### Photo-based referring expression data
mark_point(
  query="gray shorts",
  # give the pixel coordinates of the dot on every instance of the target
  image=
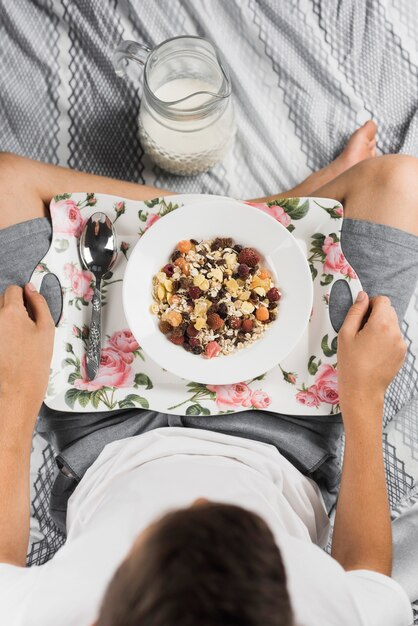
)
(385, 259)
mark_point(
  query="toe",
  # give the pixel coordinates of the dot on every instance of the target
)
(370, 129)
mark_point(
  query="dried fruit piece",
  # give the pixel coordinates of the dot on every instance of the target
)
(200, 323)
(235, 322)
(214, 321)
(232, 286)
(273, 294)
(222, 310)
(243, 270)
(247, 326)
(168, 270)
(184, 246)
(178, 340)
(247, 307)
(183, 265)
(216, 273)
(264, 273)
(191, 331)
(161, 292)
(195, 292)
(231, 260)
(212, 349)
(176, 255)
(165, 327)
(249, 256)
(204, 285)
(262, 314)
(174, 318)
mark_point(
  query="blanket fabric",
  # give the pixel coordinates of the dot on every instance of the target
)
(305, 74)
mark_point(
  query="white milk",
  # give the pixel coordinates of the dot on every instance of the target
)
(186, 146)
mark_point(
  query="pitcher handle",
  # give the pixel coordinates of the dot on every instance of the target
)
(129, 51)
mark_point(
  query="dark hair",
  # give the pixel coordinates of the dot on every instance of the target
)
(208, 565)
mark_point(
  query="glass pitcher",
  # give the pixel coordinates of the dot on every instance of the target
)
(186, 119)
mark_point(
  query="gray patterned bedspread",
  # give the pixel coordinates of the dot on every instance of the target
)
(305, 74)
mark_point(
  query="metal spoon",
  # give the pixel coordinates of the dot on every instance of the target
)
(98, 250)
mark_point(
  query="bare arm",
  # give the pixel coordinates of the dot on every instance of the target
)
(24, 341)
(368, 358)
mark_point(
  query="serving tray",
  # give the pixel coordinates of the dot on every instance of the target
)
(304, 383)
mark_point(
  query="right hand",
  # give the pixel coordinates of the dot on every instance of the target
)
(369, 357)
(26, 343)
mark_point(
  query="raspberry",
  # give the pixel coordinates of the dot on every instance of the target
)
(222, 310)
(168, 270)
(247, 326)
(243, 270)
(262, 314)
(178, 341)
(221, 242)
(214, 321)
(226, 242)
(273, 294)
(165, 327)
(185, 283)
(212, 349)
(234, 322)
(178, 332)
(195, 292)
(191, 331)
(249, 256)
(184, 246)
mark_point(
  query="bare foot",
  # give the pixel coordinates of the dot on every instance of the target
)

### Exercise goal
From the entries above, select each line containing the string "gray".

### Finished exercise
  query="gray shorts",
  query="gray patterned bedspread",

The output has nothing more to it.